▼▼▼
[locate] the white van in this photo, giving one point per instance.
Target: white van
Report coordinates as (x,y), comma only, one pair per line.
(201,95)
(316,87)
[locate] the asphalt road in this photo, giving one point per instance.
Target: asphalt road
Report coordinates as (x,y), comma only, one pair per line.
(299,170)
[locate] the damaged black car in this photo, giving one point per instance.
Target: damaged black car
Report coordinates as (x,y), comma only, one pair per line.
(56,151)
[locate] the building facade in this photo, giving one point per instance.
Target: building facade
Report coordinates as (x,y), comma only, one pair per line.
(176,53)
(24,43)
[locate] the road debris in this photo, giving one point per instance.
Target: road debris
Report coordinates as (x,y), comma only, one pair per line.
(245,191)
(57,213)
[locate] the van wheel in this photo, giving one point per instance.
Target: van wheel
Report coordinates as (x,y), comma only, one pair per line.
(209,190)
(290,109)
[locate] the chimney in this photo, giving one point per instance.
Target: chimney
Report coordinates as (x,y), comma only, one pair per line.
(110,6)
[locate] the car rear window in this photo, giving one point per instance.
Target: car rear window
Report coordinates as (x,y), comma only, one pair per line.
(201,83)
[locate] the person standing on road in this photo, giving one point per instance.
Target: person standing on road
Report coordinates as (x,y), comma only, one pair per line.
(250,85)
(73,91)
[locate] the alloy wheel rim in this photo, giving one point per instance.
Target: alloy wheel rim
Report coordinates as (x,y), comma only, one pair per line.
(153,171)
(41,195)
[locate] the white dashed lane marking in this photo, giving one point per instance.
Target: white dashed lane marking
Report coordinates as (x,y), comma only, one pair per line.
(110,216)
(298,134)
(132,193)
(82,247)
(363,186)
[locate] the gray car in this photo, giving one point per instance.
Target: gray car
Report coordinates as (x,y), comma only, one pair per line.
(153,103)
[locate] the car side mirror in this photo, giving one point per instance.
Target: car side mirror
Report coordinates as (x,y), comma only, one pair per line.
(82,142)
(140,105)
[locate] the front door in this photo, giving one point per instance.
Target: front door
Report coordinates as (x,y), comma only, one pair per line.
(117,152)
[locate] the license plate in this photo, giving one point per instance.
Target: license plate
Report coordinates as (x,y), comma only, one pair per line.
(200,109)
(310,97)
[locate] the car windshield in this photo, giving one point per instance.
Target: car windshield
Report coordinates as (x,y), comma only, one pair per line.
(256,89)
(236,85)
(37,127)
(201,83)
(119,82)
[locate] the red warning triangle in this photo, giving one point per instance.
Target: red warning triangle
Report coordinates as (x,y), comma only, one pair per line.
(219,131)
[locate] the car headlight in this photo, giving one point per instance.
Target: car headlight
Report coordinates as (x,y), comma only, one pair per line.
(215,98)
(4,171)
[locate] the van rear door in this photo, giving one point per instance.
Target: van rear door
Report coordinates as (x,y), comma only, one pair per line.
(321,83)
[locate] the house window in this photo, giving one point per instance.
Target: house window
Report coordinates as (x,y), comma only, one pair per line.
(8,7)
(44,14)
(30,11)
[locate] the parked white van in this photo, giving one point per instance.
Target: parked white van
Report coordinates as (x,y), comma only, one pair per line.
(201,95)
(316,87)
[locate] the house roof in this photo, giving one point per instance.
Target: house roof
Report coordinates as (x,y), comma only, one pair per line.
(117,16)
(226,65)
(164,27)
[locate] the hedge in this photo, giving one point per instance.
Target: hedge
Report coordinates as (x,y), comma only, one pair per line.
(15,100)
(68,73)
▲▲▲
PROBLEM DESCRIPTION: Where a line in the material contains "headlight", copy that line.

ANSWER TO THIS PROBLEM:
[locate] the car headlight in this photo, giving one point per instance.
Target: car headlight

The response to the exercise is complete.